**DIRECTIONS**
The answer is to be an exact copy of the lines below running from the line with "Query: cable car cabin" down to the line with "Query: gondola hanger arm", both ends included, and nothing more.

**SUPPLIED RECORDS**
........
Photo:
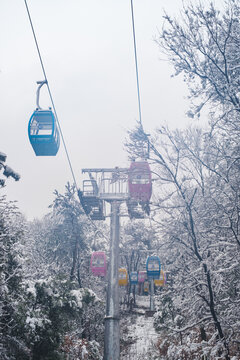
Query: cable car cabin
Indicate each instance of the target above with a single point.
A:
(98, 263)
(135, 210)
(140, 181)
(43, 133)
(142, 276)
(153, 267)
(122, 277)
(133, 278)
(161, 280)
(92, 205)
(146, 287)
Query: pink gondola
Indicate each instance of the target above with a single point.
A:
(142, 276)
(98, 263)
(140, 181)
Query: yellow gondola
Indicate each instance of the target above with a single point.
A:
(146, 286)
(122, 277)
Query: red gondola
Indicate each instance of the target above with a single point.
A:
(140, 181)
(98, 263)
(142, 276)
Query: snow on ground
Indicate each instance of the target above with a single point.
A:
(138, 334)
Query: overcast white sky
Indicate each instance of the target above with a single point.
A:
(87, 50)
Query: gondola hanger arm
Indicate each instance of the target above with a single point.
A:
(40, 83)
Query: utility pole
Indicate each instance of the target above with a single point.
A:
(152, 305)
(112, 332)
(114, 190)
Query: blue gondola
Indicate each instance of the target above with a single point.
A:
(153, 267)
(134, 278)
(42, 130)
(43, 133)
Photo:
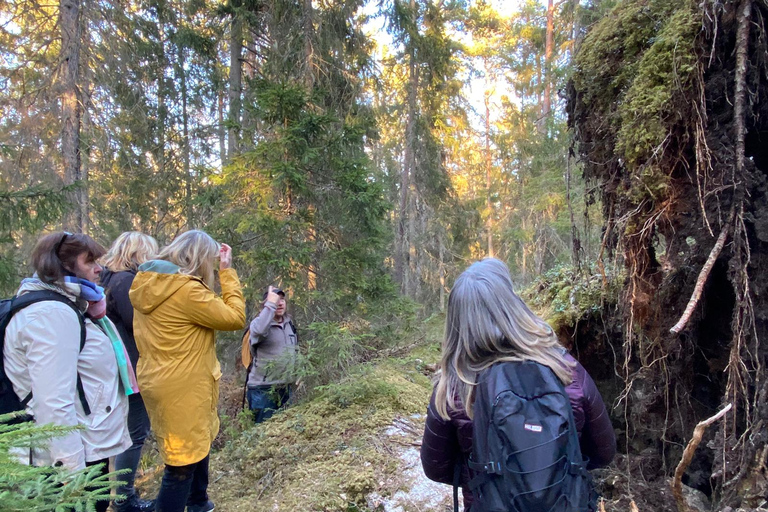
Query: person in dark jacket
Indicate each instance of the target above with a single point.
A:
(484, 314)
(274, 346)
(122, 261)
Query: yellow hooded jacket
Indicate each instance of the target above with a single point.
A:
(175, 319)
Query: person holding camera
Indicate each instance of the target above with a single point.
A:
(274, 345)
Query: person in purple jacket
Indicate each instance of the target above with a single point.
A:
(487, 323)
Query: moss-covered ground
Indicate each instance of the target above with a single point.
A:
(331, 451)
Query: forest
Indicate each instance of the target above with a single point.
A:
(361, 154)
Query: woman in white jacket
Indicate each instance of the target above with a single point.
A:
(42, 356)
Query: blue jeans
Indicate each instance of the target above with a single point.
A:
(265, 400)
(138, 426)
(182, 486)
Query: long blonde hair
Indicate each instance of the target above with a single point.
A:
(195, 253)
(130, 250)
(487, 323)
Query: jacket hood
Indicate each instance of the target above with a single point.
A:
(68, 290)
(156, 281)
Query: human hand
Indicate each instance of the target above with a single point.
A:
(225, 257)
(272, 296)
........
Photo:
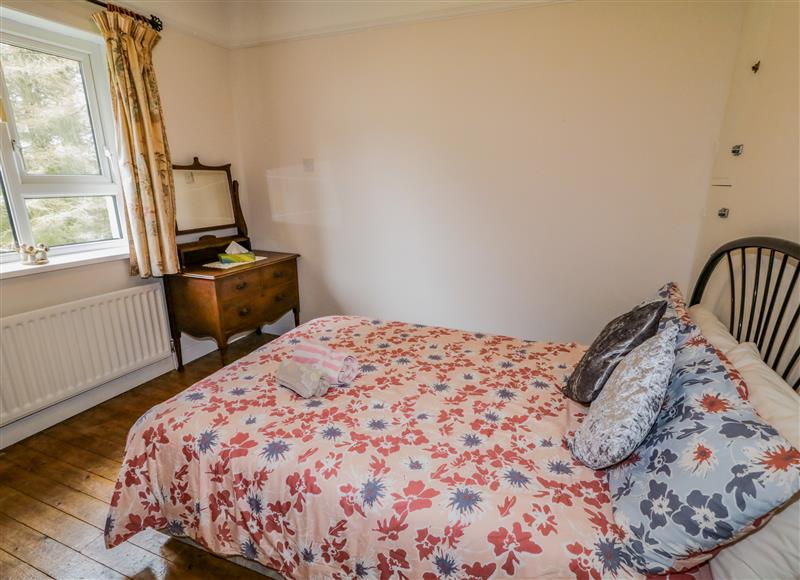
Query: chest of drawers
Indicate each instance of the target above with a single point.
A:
........
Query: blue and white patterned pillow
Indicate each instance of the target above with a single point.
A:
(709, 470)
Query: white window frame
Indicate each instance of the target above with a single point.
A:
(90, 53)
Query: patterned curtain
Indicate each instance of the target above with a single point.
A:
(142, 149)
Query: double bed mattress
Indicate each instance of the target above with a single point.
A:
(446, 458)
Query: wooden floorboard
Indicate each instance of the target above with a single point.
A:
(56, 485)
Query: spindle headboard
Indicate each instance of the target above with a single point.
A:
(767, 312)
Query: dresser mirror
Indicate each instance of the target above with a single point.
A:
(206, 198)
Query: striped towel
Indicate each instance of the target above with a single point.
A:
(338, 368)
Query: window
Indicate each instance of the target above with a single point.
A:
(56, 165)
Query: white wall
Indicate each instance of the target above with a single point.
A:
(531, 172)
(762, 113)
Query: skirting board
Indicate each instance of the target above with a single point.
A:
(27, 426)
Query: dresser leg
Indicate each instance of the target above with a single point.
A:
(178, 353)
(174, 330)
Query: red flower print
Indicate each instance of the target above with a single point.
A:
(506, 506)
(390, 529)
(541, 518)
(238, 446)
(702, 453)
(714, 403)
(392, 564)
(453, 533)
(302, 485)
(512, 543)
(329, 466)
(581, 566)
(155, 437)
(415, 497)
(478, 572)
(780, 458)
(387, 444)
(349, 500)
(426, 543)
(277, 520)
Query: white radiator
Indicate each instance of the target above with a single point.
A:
........
**RESULT OF THIS EXERCISE**
Query: cable car cabin
Indicate each instance of the target above with a single point.
A:
(98, 263)
(135, 210)
(140, 181)
(43, 133)
(142, 276)
(153, 267)
(122, 277)
(133, 278)
(161, 280)
(92, 205)
(146, 287)
Query: pink gondola
Indicate each instance of the target above with a single point.
A:
(142, 276)
(98, 263)
(140, 181)
Query: yellow gondola
Indicate each instance of the target above with a single point.
A:
(146, 286)
(122, 277)
Query: red gondola
Indicate each instance of the target above with a single point.
A:
(140, 181)
(98, 263)
(142, 276)
Query: snow on ground
Indicate each instance of the target above with a single point.
A:
(138, 334)
Query: overcast white sky
Indicate each instance of the target above with a single point.
A:
(87, 50)
Query: gondola hanger arm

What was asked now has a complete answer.